SOURCE DATA START

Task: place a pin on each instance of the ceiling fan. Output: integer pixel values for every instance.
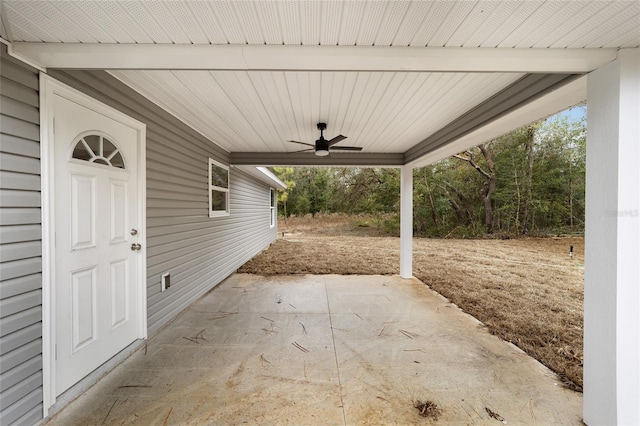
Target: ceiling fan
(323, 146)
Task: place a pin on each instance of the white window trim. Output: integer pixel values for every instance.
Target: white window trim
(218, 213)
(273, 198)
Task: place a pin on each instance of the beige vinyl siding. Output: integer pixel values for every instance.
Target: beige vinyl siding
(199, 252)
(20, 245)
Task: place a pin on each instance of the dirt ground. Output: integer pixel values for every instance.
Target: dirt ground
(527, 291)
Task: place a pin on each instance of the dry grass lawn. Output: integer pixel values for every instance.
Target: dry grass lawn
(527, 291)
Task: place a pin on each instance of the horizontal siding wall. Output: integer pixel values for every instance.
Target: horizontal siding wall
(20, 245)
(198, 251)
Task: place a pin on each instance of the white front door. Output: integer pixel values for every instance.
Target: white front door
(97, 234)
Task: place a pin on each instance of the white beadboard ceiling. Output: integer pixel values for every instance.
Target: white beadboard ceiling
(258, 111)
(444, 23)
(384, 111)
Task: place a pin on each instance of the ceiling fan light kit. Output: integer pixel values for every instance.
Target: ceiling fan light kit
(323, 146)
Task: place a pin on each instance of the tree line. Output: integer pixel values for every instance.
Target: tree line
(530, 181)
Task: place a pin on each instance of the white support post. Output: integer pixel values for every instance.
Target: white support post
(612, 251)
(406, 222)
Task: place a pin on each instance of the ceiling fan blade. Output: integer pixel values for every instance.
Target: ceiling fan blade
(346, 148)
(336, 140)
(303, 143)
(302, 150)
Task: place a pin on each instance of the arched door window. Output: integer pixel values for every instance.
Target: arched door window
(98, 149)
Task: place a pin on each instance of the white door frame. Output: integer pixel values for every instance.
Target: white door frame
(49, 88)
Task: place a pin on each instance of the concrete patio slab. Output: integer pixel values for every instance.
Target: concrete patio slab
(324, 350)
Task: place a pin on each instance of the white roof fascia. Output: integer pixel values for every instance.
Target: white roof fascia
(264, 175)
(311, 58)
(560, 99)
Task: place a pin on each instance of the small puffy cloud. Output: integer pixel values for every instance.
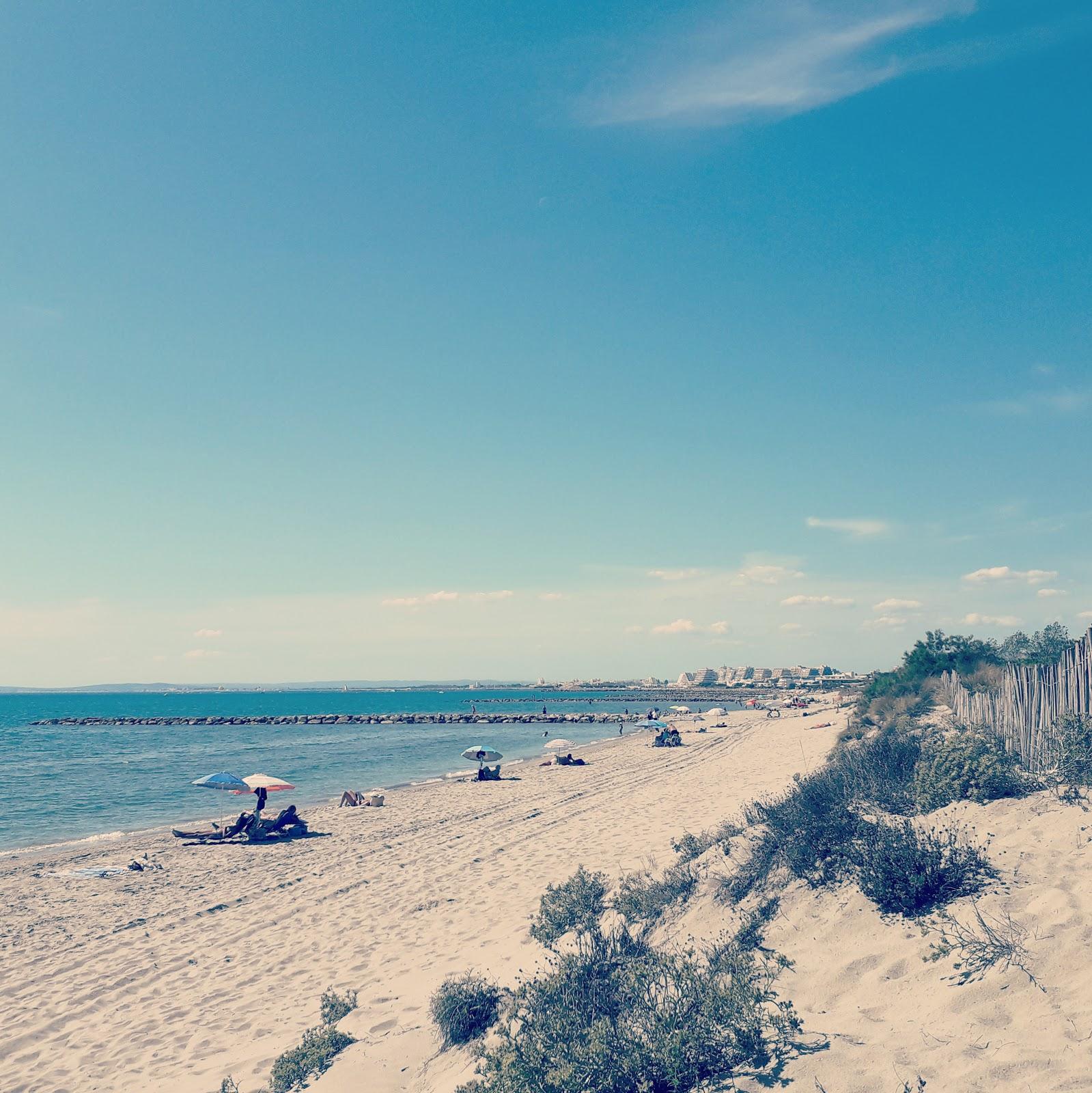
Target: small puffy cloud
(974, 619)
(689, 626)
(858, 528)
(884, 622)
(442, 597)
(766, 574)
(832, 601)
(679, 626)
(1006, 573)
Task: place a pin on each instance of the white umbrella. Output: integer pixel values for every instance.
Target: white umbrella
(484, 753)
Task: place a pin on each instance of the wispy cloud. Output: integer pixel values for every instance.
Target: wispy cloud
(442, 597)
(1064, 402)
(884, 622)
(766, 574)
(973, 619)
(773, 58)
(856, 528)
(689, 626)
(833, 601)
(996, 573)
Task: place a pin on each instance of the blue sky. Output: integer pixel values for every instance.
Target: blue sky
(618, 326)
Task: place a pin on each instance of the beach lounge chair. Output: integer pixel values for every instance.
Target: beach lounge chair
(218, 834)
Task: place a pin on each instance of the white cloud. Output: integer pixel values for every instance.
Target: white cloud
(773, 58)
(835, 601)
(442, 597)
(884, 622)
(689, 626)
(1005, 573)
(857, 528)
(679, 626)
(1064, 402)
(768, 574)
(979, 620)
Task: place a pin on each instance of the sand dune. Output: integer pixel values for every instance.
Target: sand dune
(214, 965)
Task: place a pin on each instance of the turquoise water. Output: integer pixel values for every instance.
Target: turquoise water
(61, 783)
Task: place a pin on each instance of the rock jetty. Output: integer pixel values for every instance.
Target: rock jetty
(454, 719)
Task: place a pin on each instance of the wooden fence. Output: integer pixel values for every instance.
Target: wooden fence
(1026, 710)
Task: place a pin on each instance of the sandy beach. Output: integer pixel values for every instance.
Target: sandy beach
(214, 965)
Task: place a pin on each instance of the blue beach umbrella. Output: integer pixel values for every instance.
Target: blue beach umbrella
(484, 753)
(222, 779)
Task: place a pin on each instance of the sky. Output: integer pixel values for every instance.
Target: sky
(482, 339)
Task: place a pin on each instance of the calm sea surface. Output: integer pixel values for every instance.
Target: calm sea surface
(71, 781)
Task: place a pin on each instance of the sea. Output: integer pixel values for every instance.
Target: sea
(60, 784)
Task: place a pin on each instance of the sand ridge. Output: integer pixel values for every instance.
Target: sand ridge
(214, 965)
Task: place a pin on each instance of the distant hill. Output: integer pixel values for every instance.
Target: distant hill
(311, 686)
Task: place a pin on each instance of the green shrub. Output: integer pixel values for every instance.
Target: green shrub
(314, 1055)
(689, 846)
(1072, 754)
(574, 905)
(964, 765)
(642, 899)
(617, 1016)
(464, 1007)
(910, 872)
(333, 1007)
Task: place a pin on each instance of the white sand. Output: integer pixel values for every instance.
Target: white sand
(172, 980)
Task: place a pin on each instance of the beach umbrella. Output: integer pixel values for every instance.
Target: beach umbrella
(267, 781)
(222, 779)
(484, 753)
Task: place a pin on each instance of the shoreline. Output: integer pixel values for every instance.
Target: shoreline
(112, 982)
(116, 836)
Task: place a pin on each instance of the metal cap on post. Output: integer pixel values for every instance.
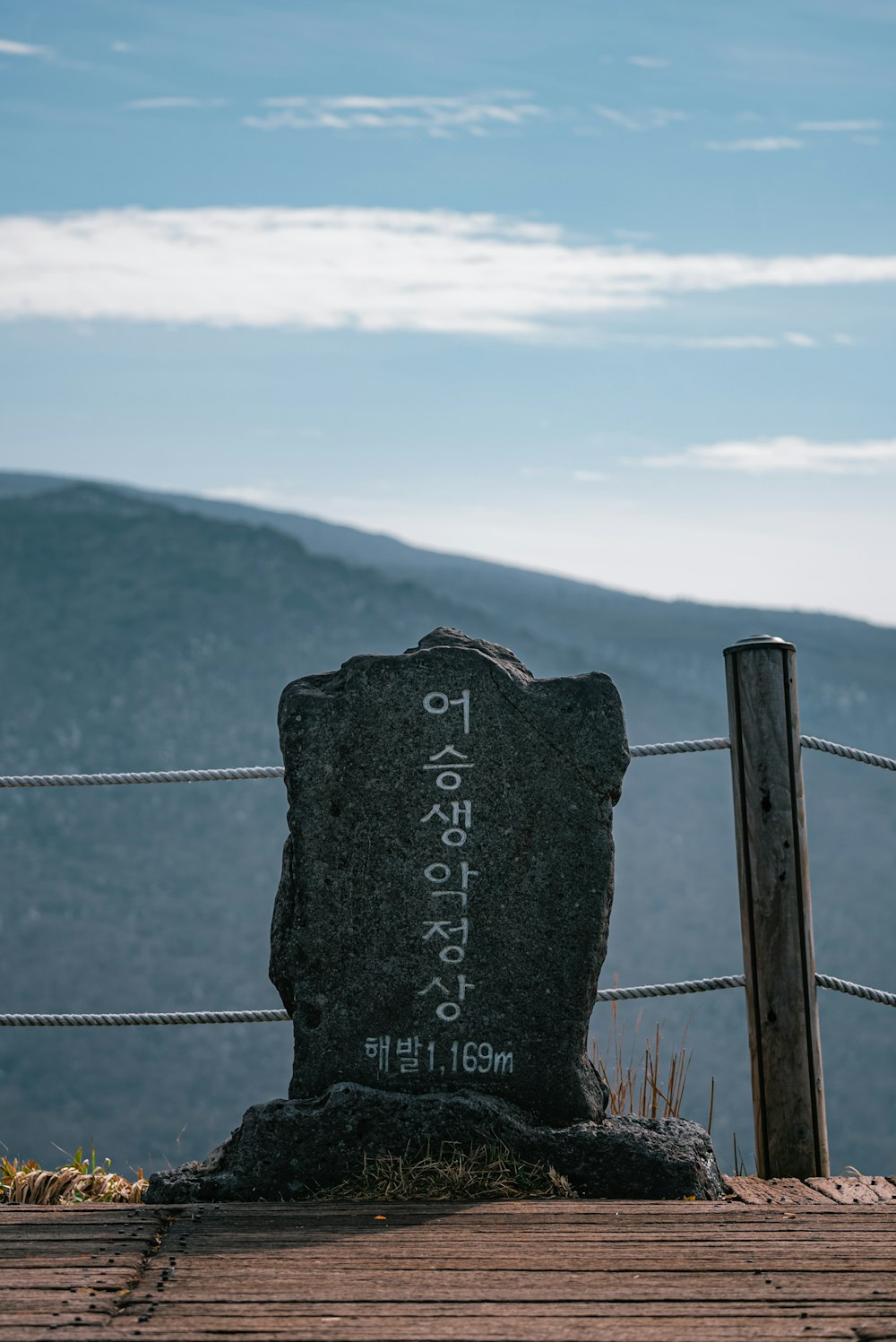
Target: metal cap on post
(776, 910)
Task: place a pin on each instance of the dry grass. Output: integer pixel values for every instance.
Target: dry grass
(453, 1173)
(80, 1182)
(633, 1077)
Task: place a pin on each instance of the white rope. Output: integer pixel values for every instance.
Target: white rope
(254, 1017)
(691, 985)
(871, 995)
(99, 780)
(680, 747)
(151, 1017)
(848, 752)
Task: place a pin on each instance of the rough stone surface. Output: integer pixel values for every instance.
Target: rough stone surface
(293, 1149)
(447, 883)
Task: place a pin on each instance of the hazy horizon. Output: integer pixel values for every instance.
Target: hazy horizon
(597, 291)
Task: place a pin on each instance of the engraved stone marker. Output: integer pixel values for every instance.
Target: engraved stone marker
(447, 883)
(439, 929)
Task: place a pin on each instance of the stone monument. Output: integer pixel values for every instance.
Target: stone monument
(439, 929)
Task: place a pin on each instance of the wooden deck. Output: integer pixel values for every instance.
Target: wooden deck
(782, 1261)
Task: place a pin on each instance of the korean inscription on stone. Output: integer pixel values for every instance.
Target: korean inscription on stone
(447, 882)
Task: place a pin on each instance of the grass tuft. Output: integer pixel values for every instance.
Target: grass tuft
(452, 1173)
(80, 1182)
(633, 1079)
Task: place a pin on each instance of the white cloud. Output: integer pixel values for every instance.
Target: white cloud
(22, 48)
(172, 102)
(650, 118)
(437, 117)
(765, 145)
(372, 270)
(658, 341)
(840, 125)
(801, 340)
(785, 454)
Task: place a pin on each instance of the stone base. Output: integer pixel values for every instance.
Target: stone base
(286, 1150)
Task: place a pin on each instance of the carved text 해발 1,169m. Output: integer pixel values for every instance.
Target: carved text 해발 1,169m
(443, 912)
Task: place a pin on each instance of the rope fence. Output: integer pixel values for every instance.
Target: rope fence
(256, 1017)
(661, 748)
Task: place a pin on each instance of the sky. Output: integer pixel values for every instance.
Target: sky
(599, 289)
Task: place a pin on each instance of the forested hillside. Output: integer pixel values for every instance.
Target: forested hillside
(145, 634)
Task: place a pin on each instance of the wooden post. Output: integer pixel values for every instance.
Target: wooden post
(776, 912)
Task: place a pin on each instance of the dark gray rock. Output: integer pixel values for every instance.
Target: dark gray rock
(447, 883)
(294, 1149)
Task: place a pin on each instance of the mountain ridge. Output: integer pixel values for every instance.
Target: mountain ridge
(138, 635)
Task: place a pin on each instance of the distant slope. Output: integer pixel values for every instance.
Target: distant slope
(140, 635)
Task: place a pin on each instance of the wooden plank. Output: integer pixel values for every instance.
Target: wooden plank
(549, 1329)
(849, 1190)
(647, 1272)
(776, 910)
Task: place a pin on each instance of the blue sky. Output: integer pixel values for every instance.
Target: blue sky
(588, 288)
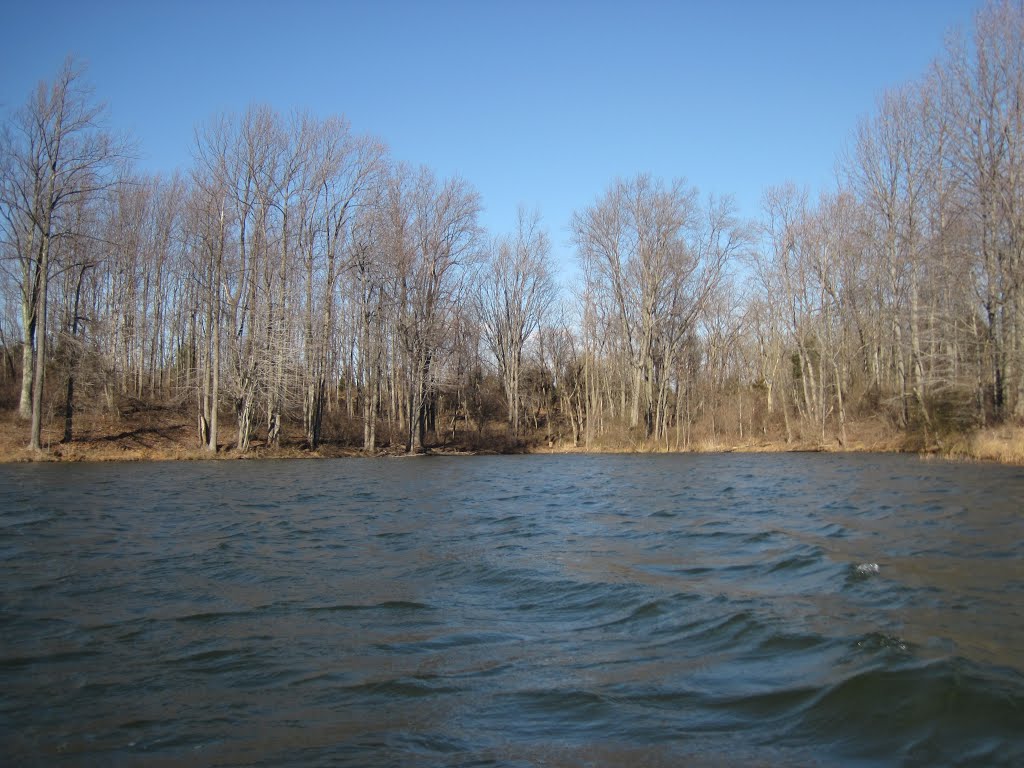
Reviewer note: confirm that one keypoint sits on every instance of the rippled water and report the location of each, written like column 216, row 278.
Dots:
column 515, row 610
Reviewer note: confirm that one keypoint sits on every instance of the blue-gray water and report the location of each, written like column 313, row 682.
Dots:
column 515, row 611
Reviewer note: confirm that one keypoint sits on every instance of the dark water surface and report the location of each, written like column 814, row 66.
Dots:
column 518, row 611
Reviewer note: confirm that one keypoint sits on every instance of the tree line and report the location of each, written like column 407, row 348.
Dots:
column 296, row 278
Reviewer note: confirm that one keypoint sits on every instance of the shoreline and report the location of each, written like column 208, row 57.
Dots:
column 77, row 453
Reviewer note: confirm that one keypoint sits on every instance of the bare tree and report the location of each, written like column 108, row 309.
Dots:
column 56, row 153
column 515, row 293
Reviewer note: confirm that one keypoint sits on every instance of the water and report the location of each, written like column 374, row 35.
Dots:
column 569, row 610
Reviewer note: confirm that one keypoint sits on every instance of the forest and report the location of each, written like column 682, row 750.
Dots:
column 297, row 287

SOURCE DATA END

* _WHAT THIS TASK INVOLVES_
Everything from the line with "Task: place a pin on each instance of the arched" through the line with "Task: place a pin on each instance of the white roof" should be written out exactly as it appears above, end lines included, and nothing outside that range.

* _EXERCISE OUTPUT_
Task: place a pin on each instance of the arched door window. Output: integer pixel values for every instance.
Target: arched door window
(98, 149)
Task: place a pin on each instance of the white door frame. Output: integer pixel values for every instance.
Target: white door frame
(49, 88)
Task: place a pin on each instance of the concrete patio slab. Output: integer pixel values for every instance.
Target: concrete patio slab
(324, 350)
Task: place a pin on each instance of the white roof fascia. Output: integer pixel values for every instance.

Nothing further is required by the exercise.